There was yet more excitement as the heads broke again after some arguably heavy-handed flushing. No bog for the rest of the trip and heavy reliance on the bucket.

On the second evening we had a brief period under full sail, but the wind soon died again. Alone on watch around 10 that night I had a full hour’s worth of performance by the 50 strong official dolphin display team. The water was so clear that you could see them swimming under the boat from side to side before jumping clean out of the water. Some would flop back into the water sideways, flapping their tails apparently deliberately to make a noise. Sunset and 50 dolphins putting on an exuberant display all around the boat. Fantastic. All three of us got our own private dolphin display at some point on our respective watches and it was an amazing, privileged experience.  

Pondering...The way the dolphins converged slowly on the boat in a line from a long distance, then swam with us, led me to suspect that they were using Zoph as a fishing aid. I’ve seen this behaviour several times. After twenty minutes or so they would all converge, leaving Zoph to pass on her way, whilst a crowd of gannets would appear, presumably for some of the dolphins’ leftovers.

During our wimpy crossing we’d said it would be good if the wind increased near the Norwegian coast just enough to give the impression that we’d sailed all the way across. Obligingly, the breeze increased and went round to the north within sight of the fjords, allowing us to sail up them under full sail, waving manically at passers-by. At 1.30 pm on June 23rd we moored on a pontoon at Hjellestad marina, Bergen, just next to a seaplane. We’d crossed the North Sea in ridiculously easy fashion and were inordinately pleased with ourselves.

Anxious to let Aberdeen Coastguard know we had arrived, Ian tried calling the Bergen Coastguard on 16 and had an odd conversation which began with the manny denying being the coastguard at all and claiming to be a radio station. He was incredulous that we wanted to tell anyone we had arrived. He then confirmed it was him we had to call and, when asked if he would tell Aberdeen Coastguard, said “yeah, sure, right” like a teenager agreeing to tidy his bedroom. One felt, inescapably, that he was not really arsed one way or another if we had arrived or sank in the middle of the North Sea.

- Provided material:
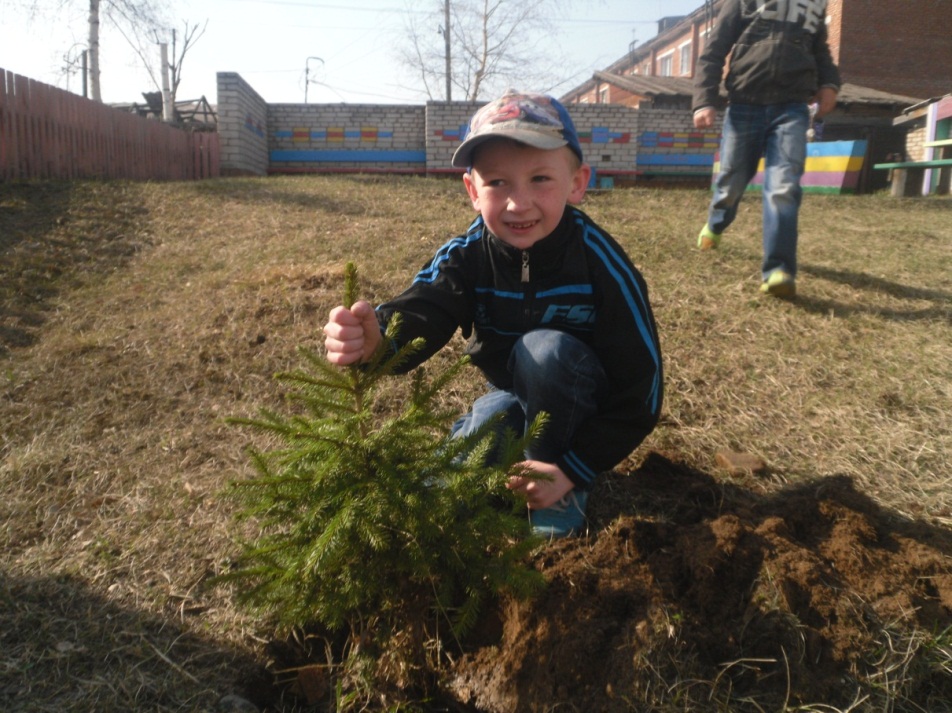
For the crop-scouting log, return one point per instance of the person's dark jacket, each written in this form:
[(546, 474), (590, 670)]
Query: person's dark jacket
[(778, 51), (577, 280)]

- To be done:
(a) Transcribe the North Sea crossing account from "Anxious to let" to "the North Sea.".
(b) According to the North Sea crossing account, at what time and date did the crew moor at Hjellestad marina?
The data was drawn from a separate source.

- Solutions to the exercise:
(a)
Anxious to let Aberdeen Coastguard know we had arrived, Ian tried calling the Bergen Coastguard on 16 and had an odd conversation which began with the manny denying being the coastguard at all and claiming to be a radio station. He was incredulous that we wanted to tell anyone we had arrived. He then confirmed it was him we had to call and, when asked if he would tell Aberdeen Coastguard, said “yeah, sure, right” like a teenager agreeing to tidy his bedroom. One felt, inescapably, that he was not really arsed one way or another if we had arrived or sank in the middle of the North Sea.

(b) At 1.30 pm on June 23rd.